Comentário Bíblico / Produzido por Projeto Teologia do Trabalho
Jeremiah injustice greed the common good and integrity jeremiah 5 8

Injustiça

Deixando de reconhecer Deus como a fonte de boas colheitas, o povo de Judá logo perdeu qualquer senso de responsabilidade perante o Senhor por sua maneira de trabalhar. Isso os levou a oprimir e enganar os fracos e indefesos:

Não há limites para as suas obras más. Não se empenham pela causa do órfão, nem defendem os direitos do pobre (Jr 5.28).
Eles apegam-se ao engano e recusam-se a voltar. Eu ouvi com atenção, mas eles não dizem o que é certo. Ninguém se arrepende de sua maldade e diz: ‘O que foi que eu fiz?’ (Jr 8.5-6)

O que deveria ter sido feito para o bem de todos na terra de Deus foi feito apenas para o benefício próprio dos indivíduos e sem o devido temor ao Deus pelo qual foram chamados a trabalhar. Então, Deus reteve a chuva, e eles logo aprenderam que não eram a fonte de seu próprio sucesso. Há paralelos aqui na crise econômica de 2008-2010 e sua relação com compensação, honestidade em emprestar e tomar empréstimos e a pressa de obter lucro rápido ao custo de colocar outras pessoas em risco. É importante não ser simplista — as principais questões econômicas de hoje são complexas demais para as máximas generalizadas extraídas de Jeremias. No entanto, há uma conexão — por mais complexa que seja — entre o bem-estar econômico de pessoas e nações e suas vidas e valores espirituais. O bem-estar econômico é uma questão moral.

== DADOS FORNECIDOS ==
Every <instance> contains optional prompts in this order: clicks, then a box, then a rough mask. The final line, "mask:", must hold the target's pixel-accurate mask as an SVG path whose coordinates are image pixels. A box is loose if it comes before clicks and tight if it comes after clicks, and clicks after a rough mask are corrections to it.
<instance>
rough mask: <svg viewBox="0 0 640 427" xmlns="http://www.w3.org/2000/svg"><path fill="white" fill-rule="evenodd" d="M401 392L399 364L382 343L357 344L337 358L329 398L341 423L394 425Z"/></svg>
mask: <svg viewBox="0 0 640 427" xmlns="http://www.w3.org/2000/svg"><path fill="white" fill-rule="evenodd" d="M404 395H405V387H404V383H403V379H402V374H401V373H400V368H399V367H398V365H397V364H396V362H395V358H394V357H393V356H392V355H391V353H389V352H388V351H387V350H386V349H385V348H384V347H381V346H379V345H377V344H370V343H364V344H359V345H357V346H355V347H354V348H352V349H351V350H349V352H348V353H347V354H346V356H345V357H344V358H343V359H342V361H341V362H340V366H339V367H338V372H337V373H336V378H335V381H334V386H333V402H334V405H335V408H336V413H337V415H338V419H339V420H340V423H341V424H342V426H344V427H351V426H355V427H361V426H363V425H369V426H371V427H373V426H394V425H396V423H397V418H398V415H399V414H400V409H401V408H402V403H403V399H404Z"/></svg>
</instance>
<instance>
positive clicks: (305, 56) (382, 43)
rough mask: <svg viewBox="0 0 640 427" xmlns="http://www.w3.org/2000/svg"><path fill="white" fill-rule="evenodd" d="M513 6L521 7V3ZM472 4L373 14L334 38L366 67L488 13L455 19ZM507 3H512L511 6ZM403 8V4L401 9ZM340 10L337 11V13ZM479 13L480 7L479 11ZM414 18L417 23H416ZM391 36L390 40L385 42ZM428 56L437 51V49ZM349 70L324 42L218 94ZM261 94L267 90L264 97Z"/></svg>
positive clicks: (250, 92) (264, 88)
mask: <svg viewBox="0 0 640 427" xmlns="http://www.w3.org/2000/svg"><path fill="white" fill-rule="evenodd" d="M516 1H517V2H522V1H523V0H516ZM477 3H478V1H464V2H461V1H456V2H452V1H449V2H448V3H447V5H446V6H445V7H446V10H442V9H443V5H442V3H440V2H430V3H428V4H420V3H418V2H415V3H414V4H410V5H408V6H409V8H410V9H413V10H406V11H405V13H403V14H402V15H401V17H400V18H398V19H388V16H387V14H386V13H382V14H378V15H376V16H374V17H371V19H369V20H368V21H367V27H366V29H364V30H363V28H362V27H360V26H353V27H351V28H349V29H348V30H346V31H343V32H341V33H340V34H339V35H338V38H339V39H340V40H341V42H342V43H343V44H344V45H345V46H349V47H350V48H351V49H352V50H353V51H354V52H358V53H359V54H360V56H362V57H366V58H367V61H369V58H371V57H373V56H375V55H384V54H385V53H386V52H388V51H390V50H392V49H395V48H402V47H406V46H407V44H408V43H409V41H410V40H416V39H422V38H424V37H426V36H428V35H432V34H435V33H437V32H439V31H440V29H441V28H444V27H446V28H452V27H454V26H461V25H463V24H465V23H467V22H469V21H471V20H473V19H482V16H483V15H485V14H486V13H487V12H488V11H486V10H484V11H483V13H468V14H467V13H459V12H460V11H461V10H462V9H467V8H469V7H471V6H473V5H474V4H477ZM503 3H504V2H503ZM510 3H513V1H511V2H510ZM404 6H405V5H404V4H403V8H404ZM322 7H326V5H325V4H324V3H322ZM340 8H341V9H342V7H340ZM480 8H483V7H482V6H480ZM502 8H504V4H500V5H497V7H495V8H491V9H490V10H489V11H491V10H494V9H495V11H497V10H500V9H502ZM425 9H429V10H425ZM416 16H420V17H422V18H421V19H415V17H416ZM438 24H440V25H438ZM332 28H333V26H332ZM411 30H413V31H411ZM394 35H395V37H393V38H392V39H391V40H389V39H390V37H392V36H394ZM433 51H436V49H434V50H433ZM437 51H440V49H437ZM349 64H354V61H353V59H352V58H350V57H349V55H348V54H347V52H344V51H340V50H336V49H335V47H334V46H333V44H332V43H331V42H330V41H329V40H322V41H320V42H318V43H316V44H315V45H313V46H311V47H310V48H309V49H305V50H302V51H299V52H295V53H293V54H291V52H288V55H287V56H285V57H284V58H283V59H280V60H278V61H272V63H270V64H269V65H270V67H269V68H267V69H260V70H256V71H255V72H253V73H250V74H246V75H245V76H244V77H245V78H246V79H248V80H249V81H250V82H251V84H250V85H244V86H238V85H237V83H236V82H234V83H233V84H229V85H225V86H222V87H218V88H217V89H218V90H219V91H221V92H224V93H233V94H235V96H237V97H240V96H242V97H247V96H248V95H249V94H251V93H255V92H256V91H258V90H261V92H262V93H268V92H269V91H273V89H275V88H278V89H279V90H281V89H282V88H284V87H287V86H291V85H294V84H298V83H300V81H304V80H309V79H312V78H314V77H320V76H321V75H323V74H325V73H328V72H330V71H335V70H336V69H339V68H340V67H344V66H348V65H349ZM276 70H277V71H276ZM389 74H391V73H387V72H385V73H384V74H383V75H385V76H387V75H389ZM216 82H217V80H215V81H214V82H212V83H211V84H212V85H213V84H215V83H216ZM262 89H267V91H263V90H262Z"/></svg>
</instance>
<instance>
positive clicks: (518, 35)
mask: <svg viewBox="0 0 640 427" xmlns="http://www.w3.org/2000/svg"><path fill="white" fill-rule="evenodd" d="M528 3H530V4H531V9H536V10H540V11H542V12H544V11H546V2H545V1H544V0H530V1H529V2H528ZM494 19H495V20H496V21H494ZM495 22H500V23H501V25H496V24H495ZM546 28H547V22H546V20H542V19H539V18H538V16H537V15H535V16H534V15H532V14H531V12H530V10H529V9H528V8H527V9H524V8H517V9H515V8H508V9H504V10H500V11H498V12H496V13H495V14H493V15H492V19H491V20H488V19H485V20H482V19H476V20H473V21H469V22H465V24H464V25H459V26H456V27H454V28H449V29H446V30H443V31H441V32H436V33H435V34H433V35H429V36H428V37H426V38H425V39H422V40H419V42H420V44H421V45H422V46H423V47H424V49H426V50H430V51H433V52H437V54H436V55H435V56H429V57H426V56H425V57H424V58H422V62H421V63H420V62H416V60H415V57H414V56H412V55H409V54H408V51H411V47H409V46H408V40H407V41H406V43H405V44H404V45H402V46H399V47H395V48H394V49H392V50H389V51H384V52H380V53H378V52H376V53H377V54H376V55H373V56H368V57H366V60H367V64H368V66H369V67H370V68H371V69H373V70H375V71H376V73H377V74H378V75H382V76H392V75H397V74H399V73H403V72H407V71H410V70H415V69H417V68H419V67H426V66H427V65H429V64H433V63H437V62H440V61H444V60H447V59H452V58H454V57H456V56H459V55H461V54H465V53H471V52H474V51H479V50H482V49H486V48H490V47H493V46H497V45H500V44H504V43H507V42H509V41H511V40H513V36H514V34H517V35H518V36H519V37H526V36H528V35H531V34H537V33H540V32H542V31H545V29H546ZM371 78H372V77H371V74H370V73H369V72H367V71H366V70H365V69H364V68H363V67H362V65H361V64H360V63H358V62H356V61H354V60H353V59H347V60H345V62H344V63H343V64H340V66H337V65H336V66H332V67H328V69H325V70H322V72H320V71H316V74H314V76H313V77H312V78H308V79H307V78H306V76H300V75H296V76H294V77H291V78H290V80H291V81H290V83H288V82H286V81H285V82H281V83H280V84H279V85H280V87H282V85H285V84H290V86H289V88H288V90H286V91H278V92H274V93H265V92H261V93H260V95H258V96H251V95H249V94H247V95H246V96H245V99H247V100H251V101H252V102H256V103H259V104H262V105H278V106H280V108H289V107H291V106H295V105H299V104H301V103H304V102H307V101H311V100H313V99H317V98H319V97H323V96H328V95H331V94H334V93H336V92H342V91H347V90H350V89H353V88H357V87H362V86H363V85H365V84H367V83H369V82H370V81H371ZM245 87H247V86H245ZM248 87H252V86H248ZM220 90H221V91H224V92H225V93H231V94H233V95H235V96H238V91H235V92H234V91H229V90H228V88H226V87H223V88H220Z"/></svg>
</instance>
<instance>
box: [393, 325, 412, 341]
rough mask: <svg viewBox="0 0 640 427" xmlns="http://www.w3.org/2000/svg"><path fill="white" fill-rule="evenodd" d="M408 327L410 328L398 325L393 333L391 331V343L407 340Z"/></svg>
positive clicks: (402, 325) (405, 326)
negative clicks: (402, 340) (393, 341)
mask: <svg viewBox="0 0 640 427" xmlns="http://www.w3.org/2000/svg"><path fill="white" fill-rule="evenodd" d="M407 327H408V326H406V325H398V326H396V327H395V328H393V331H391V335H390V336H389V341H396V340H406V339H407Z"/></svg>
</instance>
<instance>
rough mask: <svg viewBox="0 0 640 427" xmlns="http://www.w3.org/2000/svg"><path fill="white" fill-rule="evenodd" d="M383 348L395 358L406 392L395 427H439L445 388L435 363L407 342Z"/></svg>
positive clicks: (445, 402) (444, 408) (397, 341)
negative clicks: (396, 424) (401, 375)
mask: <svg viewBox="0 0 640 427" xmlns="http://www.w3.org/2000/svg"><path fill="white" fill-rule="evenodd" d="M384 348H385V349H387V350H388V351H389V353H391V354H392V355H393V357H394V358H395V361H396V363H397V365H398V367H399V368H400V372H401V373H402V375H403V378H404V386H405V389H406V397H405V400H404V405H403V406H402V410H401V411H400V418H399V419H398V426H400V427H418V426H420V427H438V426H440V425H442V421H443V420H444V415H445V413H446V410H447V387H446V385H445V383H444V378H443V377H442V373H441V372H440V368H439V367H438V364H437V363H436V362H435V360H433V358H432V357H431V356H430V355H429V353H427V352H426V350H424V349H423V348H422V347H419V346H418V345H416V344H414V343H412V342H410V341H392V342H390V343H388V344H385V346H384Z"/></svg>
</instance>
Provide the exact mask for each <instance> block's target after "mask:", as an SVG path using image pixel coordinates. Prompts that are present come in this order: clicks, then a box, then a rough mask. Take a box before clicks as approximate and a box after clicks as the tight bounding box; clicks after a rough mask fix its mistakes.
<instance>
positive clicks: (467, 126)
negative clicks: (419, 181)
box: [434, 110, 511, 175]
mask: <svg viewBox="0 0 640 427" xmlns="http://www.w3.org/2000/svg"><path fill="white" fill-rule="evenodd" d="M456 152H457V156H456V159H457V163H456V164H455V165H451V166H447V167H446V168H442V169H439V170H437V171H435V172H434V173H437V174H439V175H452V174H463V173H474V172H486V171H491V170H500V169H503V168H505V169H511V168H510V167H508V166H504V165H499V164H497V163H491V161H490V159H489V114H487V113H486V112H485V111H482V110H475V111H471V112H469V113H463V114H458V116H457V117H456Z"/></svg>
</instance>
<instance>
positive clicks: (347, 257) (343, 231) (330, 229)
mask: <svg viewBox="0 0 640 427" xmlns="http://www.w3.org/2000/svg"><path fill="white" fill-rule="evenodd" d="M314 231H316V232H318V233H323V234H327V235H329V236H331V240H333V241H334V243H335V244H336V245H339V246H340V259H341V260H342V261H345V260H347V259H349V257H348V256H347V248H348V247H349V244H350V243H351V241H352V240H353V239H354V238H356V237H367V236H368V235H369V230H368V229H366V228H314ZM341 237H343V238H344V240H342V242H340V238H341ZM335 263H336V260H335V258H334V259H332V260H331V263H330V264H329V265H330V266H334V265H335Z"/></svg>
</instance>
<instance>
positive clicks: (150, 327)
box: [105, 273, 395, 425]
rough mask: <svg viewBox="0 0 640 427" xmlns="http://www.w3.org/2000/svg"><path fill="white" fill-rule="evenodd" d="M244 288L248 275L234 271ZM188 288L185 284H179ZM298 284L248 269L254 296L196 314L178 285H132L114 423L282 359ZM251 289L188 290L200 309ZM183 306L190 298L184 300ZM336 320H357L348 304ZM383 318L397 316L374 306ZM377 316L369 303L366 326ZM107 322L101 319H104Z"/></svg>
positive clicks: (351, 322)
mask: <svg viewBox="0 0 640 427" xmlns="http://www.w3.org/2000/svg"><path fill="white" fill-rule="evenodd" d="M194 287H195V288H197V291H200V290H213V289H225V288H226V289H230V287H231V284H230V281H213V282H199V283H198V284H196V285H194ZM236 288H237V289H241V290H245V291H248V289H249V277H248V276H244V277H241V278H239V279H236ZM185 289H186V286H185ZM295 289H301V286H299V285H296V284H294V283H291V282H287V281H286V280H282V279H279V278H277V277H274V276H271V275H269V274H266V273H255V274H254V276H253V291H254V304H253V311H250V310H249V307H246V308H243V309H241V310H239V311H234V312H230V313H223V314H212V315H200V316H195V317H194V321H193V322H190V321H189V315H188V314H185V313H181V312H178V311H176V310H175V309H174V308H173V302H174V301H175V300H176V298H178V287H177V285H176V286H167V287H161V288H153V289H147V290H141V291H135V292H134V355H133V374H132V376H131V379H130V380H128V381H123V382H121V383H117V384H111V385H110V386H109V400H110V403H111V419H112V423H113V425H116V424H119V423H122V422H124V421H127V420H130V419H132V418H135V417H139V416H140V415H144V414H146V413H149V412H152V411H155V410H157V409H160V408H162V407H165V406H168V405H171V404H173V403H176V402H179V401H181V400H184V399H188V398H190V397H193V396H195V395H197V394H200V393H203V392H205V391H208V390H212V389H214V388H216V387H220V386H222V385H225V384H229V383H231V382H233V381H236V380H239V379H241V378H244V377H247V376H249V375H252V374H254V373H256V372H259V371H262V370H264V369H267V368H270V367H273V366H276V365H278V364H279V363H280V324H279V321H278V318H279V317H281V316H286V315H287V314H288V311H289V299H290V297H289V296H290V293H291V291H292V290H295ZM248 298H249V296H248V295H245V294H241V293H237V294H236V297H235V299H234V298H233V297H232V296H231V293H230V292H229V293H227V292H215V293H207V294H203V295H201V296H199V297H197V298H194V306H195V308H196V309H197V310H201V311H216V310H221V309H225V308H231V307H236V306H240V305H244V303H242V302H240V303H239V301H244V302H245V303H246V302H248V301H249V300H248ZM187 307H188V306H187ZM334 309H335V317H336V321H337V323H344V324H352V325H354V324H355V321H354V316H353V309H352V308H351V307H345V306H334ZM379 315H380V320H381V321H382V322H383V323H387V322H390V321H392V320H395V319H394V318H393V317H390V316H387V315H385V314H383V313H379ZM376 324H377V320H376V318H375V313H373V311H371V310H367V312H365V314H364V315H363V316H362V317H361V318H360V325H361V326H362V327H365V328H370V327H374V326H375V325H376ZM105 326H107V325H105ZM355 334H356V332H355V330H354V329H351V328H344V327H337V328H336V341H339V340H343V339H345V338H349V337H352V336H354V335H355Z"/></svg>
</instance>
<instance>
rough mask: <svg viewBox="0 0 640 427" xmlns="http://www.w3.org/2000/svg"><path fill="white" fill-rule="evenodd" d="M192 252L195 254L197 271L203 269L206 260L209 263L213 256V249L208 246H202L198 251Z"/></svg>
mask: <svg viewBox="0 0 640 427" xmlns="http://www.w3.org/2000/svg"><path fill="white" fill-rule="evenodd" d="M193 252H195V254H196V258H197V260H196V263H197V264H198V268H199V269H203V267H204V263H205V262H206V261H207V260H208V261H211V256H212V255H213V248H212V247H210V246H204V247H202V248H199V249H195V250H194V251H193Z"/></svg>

== LISTA DE TAREFAS ==
a) As afirmações a seguir concordam com o comentário sobre Jeremias? Responda sim ou não a cada uma e cite literalmente as palavras do texto que decidem: (i) Deus reteve a chuva; (ii) as questões econômicas de hoje podem ser resolvidas com máximas tiradas de Jeremias; (iii) o bem-estar econômico é tratado como uma questão moral.
b) Transcreva do comentário sobre Jeremias o trecho entre "Comentário Bíblico /" e "pobre (Jr 5.28).", inclusive.

== SOLUÇÕES POR TAREFA ==
a)
(i) Sim: "Então, Deus reteve a chuva, e eles logo aprenderam que não eram a fonte de seu próprio sucesso."
(ii) Não: "as principais questões econômicas de hoje são complexas demais para as máximas generalizadas extraídas de Jeremias."
(iii) Sim: "O bem-estar econômico é uma questão moral."

b)
Comentário Bíblico / Produzido por Projeto Teologia do Trabalho
Jeremiah injustice greed the common good and integrity jeremiah 5 8

Injustiça

Deixando de reconhecer Deus como a fonte de boas colheitas, o povo de Judá logo perdeu qualquer senso de responsabilidade perante o Senhor por sua maneira de trabalhar. Isso os levou a oprimir e enganar os fracos e indefesos:

Não há limites para as suas obras más. Não se empenham pela causa do órfão, nem defendem os direitos do pobre (Jr 5.28).